* _Try it_
Your task is to repeat the listing exactly.

* _Source material_

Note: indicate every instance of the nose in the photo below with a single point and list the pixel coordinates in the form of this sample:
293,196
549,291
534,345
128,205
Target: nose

* _Written answer_
Note: indicate every instance of the nose in the photo below with a single point and list the pixel coordinates in the form of this sample:
293,196
549,291
534,345
128,205
Target: nose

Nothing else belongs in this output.